Explore new wine regions
Look beyond the world’s well-known wine regions to find ancient traditions and new favourites
Italy? Check. France? Check. Chile, Germany, Spain? Check. Check. Check.
You get the picture. Most North American wine drinkers choose from a small selection of countries and, in the grand scheme of global wine, our markets get only a small taste of what’s available.
Step beyond the familiar, however, and you’ll find a fresh new list of wine-producing countries and regions to explore. Some countries, such as Uruguay and Israel, have been making wine for generations; others, such as Brazil and Mexico, are expanding their regions, a result of climate change, cash, science and simply the desire for experimentation.
Even in the U.S., many states beyond Oregon, Washington and California are trying their hand at wine production; watch for wines from New York, Virginia, Michigan, the Carolinas, Texas, New Mexico, Minnesota and Arizona, to name just a few. They may not be making enough for major exports yet, but they’re certainly worth watching.

○ ○ ○ ○ ○

= To be done =
(1) Reproduce the part of the records that runs from the line containing "Where can the building" through the end of the records, both ends included, with every line kept unchanged.
(2) Continue the page on exploring new wine regions, picking up after its last sentence.

○ ○ ○ ○ ○

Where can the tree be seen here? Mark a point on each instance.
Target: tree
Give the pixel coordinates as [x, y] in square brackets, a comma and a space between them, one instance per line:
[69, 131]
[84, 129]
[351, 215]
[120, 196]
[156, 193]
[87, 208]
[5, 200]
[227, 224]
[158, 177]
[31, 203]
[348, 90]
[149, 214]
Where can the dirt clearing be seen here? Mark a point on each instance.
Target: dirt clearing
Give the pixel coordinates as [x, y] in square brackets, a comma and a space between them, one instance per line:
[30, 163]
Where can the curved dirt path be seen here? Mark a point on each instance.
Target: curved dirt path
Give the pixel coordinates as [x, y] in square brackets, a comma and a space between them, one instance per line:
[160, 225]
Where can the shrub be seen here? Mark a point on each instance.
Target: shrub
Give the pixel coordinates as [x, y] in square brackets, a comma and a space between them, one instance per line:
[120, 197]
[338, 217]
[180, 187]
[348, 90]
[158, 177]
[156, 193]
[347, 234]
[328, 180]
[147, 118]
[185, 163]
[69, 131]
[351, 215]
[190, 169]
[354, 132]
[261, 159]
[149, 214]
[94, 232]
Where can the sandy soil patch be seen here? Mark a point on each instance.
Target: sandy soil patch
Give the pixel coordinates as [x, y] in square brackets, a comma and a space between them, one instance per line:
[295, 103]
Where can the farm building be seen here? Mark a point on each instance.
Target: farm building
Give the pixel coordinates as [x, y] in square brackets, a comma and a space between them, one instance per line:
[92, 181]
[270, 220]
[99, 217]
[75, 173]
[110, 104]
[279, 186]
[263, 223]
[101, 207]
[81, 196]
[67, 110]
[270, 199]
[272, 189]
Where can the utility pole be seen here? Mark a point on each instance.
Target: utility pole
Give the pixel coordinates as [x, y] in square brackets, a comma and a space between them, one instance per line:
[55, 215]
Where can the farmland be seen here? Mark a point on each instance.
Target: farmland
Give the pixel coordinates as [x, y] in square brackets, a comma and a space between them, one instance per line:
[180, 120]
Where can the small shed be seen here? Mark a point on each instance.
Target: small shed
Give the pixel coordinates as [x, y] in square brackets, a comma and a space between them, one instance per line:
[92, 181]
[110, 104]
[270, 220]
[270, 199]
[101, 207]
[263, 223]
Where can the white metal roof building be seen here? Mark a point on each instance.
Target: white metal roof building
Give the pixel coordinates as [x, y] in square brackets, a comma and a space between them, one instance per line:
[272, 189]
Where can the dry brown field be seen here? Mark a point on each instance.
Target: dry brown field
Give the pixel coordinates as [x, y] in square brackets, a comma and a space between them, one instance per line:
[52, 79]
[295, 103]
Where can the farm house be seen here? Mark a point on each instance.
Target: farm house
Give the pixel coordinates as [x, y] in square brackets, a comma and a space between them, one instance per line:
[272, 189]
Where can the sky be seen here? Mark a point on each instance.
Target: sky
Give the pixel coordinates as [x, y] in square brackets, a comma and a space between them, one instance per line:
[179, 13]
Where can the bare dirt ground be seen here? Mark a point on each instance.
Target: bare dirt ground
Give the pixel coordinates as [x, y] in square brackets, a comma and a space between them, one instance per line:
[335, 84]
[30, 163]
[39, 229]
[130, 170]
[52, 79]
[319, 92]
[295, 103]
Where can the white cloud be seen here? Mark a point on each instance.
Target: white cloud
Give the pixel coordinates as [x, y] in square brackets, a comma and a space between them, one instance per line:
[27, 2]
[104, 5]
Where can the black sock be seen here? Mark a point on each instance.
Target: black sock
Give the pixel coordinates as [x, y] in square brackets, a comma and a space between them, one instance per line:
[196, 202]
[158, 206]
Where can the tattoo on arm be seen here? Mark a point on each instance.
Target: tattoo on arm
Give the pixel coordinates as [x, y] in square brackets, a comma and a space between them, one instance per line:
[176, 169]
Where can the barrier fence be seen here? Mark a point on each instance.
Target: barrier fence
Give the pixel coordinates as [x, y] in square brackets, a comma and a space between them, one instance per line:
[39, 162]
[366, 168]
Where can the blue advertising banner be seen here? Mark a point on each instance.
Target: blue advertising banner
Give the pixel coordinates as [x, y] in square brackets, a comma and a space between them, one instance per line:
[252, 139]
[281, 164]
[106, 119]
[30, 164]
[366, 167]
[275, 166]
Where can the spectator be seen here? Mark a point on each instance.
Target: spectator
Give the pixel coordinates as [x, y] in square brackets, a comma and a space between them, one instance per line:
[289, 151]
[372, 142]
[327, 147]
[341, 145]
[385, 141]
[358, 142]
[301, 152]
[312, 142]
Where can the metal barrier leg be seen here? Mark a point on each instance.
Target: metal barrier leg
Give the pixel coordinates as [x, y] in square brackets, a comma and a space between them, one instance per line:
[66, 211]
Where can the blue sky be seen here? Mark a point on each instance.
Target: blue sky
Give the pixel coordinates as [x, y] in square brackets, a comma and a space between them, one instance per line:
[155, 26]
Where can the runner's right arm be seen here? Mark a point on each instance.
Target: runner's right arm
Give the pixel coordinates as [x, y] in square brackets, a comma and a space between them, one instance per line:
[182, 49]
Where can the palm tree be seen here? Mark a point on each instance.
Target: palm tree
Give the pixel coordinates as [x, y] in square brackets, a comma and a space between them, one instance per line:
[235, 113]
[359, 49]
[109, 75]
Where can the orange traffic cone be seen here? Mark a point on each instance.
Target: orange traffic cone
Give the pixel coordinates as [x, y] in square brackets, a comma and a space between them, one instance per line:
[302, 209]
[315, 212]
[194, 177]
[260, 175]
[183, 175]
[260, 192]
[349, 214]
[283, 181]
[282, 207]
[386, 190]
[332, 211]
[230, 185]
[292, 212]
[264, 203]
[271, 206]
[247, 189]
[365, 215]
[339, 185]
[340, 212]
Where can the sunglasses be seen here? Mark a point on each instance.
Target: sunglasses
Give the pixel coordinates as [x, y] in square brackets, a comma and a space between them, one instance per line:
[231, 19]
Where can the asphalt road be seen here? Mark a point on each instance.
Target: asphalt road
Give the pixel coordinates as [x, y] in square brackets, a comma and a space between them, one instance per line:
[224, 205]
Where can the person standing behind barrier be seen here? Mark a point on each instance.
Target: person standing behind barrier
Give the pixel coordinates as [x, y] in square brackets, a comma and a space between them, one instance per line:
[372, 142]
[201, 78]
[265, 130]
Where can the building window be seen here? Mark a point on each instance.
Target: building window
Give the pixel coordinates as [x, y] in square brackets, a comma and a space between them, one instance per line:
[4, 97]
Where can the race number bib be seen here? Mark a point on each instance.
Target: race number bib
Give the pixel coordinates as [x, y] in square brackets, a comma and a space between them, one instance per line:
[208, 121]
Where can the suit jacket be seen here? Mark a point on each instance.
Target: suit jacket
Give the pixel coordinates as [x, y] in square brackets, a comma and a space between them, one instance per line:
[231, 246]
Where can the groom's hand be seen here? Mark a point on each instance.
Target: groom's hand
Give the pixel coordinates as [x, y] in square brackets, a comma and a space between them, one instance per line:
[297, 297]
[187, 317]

○ ○ ○ ○ ○

= Expected answers =
(1)
Where can the building window be seen here? Mark a point on each instance.
Target: building window
Give the pixel coordinates as [x, y] in square brackets, a comma and a space between them, one instance per line:
[4, 97]
Where can the race number bib be seen here? Mark a point on each instance.
Target: race number bib
Give the pixel coordinates as [x, y] in square brackets, a comma and a space between them, one instance per line:
[208, 121]
Where can the suit jacket be seen here? Mark a point on each instance.
Target: suit jacket
Give the pixel coordinates as [x, y] in square brackets, a comma and a space between them, one instance per line:
[231, 246]
Where can the groom's hand be seen here? Mark a point on each instance.
Target: groom's hand
Give the pixel coordinates as [x, y] in square brackets, a comma and a space between them, one instance per line:
[297, 297]
[187, 317]

(2)
And we can’t forget about Great Britain, where English sparkling wines have been getting great attention.
You likely won’t find a Virginian or Mexican wine section at your nearest wine shop, but ask anyway; certainly, in many parts of Canada, you’ll find wines from many unusual regions and countries.
With that in mind, here are two stories about two very different wine-producing countries. China is quickly emerging as a force to be reckoned with, whether you’re an investor, a traveller or simply a drinker looking for a new challenge. And many call Georgia the “cradle of wine” for its ancient wine-making traditions.
Do you have a favourite, an unfamiliar but wonderful wine region you’d love to share? Let us know. (Shelley Boettcher)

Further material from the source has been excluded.